▶ [WHAT TO PRODUCE] Reproduce the newsletter passage starting at "I think I’m" and ending at "a few months.", updating it so that "podcast" is replaced with "broadcast".

▶ [PAGE EXTRACT]
I think I’m a bit stumped. Tom Morris, the producer of In Our Time, and myself hatched the idea that we would leave the microphones open after programmes, because some of the chat afterwards (technical term for deconstruction) might be of interest to our listeners, and Tom would affix it to the podcast as a footnote. We slipped it in this week without any publicity and we’ll see what the reaction is after a few months.  

The reason I’m stumped is that this 10 minute chat after the programme as often as not forms the basis of what I report in this newsletter. So where do I go from here? I sense a philosophical problem coming on. One of the first tweets we got, as the programme this morning proceeded on its philosophical journey, was: “If nobody listens to In Our Time, does it still exist?” Beats me. 

One question I did ask in the aftermath, of Peter Millican, was how would he describe an idea? I’d liked to have gone on and said what did it look like? How did it arrive at the idea of being an idea? And how did we distinguish it from a sensation? I never got round to that.

I tend to take what they say of what we missed out as almost a personal reproach, although most of them are sensible enough and sporting enough to know that in 42 minutes you can only deliver 42 minutes’ worth of information and not 4 hours’ worth of information. On reflection, I don’t know what I’m worrying about. I always have far more material than I can use in this newsletter, and half of what I write about happens outside the studio in any case.

Afterwards I went to talk to Gwyneth Williams, who runs the channel, and found around her open-plan office a nest of creative talent which would be hard to meet in any other radio outfit.

▶ [INFORMATION GIVEN]
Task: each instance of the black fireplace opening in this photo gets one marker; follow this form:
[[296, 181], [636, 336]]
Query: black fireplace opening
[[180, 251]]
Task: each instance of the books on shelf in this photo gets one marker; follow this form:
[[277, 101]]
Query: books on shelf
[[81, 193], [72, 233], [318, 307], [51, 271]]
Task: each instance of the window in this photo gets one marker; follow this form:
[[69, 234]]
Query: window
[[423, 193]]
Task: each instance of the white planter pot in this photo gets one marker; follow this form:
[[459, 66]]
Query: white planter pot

▶ [RESULT FOR THIS TASK]
I think I’m a bit stumped. Tom Morris, the producer of In Our Time, and myself hatched the idea that we would leave the microphones open after programmes, because some of the chat afterwards (technical term for deconstruction) might be of interest to our listeners, and Tom would affix it to the broadcast as a footnote. We slipped it in this week without any publicity and we’ll see what the reaction is after a few months.